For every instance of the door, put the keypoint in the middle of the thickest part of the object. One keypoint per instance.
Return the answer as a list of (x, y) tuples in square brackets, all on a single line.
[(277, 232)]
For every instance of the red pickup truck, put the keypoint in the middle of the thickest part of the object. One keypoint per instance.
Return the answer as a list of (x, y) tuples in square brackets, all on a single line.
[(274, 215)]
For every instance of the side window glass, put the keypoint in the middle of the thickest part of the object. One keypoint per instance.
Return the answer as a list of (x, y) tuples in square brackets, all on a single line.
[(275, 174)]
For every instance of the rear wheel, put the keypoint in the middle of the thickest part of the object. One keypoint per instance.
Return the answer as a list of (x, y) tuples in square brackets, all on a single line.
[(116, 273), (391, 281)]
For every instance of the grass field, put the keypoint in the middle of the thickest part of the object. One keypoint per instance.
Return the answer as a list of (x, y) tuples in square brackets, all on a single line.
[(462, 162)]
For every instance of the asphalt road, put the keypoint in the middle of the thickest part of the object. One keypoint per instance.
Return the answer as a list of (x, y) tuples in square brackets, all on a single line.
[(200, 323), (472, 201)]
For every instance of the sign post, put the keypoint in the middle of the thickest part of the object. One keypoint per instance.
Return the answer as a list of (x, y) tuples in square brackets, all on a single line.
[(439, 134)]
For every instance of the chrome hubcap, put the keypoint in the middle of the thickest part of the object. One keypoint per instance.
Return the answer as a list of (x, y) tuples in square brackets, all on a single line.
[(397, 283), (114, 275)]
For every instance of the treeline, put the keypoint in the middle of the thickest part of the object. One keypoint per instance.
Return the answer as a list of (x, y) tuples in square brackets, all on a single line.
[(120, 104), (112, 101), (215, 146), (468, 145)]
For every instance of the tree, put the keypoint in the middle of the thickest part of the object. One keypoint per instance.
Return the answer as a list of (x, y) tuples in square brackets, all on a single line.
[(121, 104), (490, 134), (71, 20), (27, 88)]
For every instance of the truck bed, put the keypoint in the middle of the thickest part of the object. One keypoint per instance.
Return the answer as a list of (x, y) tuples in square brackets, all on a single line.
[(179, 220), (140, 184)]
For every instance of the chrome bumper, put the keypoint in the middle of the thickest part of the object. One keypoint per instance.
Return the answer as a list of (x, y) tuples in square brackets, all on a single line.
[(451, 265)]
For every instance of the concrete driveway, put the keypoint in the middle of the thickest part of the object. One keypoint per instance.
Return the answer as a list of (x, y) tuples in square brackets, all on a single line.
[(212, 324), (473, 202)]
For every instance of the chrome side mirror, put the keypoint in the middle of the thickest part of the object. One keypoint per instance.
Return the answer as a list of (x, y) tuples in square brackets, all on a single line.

########

**WHAT YOU SHOULD DO**
Track down every line of the material containing the string "chrome", and copy it.

**ANSWER BOX**
For every instance of the chrome hubcap, put the keypoint in the middle of the thickest part of the object. One keypoint per instance.
For every instance of the chrome bumper, put the keypoint in the middle of the thickest part of the object. One keypoint per instance.
For every instance of the chrome side mirror, put the keypoint in the middle of the thickest part of the object. One keypoint per instance.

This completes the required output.